## TASK OBJECTIVE
A faithful copy of the listing below is required.

## SOURCE MATERIAL

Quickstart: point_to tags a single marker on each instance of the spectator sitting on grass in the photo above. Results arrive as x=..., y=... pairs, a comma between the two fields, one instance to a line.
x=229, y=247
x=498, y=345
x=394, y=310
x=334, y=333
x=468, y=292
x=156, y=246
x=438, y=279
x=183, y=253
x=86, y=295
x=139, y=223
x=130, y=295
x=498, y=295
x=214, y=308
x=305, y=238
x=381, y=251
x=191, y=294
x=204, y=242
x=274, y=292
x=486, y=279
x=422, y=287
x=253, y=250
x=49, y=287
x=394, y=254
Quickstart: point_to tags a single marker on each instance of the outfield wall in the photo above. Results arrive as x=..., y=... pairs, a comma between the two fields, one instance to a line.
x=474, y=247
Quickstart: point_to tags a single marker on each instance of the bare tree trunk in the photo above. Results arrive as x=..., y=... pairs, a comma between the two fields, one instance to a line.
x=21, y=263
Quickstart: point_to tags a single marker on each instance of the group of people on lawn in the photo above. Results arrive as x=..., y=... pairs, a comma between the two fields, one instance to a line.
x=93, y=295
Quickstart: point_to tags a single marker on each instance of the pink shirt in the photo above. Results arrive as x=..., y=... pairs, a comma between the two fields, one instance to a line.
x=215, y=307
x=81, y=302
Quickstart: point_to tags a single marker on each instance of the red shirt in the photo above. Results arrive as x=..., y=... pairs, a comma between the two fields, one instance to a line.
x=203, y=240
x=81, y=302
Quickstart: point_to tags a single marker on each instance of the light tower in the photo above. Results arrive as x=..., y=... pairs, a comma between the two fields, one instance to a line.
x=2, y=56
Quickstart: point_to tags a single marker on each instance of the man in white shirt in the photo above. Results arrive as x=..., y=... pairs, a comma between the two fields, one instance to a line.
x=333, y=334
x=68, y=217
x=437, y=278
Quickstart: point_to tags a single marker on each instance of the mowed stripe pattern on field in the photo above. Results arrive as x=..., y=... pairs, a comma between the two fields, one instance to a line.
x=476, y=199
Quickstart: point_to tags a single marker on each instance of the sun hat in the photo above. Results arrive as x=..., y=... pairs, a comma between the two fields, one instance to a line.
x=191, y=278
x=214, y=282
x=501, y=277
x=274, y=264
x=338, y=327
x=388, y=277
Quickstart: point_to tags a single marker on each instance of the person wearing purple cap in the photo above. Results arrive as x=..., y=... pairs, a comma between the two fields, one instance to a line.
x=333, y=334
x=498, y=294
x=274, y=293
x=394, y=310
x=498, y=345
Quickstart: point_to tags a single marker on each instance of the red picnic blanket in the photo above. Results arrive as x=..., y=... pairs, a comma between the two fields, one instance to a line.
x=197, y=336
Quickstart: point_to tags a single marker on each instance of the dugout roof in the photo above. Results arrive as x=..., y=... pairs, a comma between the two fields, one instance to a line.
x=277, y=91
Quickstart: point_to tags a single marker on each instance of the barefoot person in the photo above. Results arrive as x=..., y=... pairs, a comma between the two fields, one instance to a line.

## FINISHED EXERCISE
Quickstart: point_to tags a single marker on each instance of the spectator sitting on grass in the photo above. Results arrive as x=..., y=... pairs, a comma between the two fields, one instance to a line.
x=229, y=247
x=498, y=345
x=394, y=310
x=334, y=333
x=468, y=292
x=156, y=246
x=438, y=279
x=183, y=253
x=86, y=295
x=139, y=223
x=130, y=295
x=498, y=295
x=214, y=308
x=305, y=238
x=381, y=251
x=191, y=294
x=204, y=242
x=274, y=292
x=486, y=279
x=422, y=287
x=253, y=250
x=49, y=287
x=394, y=254
Quickstart: point_to tags a single marker on each instance of the outfield wall in the photo above. Results arrive as x=..., y=... pairs, a comma between the two fields, one instance to a line.
x=474, y=247
Quickstart: point_to tags a single marker on each instance of the bare tree trunk in the photo above. Results arrive as x=..., y=... pairs, a comma between the two fields, one instance to a line.
x=21, y=263
Quickstart: point_to tags a single marker on each instance of the group of people on lawn in the photo above. Results arrive as x=..., y=... pairs, a comma between the two fields, one instance to a line.
x=93, y=295
Quickstart: point_to tags a single marker on each instance of the pink shirt in the photo above. Results arrive as x=..., y=... pairs, a comma between the two fields, one instance to a line.
x=215, y=307
x=81, y=302
Quickstart: point_to tags a single marker on each instance of the red shirt in the photo above. Results arrive as x=..., y=... pairs, a comma between the two fields, one instance to a line.
x=203, y=240
x=81, y=302
Quickstart: point_to tags a single marker on each instance of the light tower in the photo above. Results arrive as x=..., y=... pairs, a comma between the two fields, one instance to a line.
x=2, y=56
Quickstart: point_to tags a single marker on each instance of the man in white shirt in the photo above. Results arrive as x=..., y=... pairs, a comma between the two fields, one instance to a line.
x=333, y=334
x=68, y=217
x=437, y=278
Quickstart: point_to tags a single marker on each instance of the mowed stripe pattern on field in the photo above. Results arrive as x=..., y=... pairs, a comma between the two fields, one instance to a line.
x=476, y=199
Quickstart: point_to tags a single marker on each instance of the sun hat in the photo above. Results arrive as x=..., y=... pairs, a comma between the two fields, one instance to a line.
x=191, y=278
x=214, y=282
x=501, y=277
x=274, y=264
x=338, y=327
x=388, y=277
Quickstart: point_to tags a single marker on each instance of the person wearing purple cap in the photo above. Results arrive as x=..., y=... pairs, a comma between the two fields, one instance to a line.
x=333, y=334
x=498, y=294
x=274, y=293
x=394, y=310
x=498, y=345
Quickstart: point_to tags a single marker on each instance of the red picnic blanket in the photo above. Results arrive as x=..., y=... pairs, a comma between the two fields, one instance to a line.
x=197, y=336
Quickstart: point_to tags a single marker on each instance of the dugout roof in the photo above. Results arrive as x=..., y=... pairs, a comma between the two fields, one instance to a line.
x=277, y=91
Quickstart: point_to tags a single marker on each instance of the barefoot person in the photo above. Results arrive as x=..., y=... pairs, a comma between the two fields, one instance to a line.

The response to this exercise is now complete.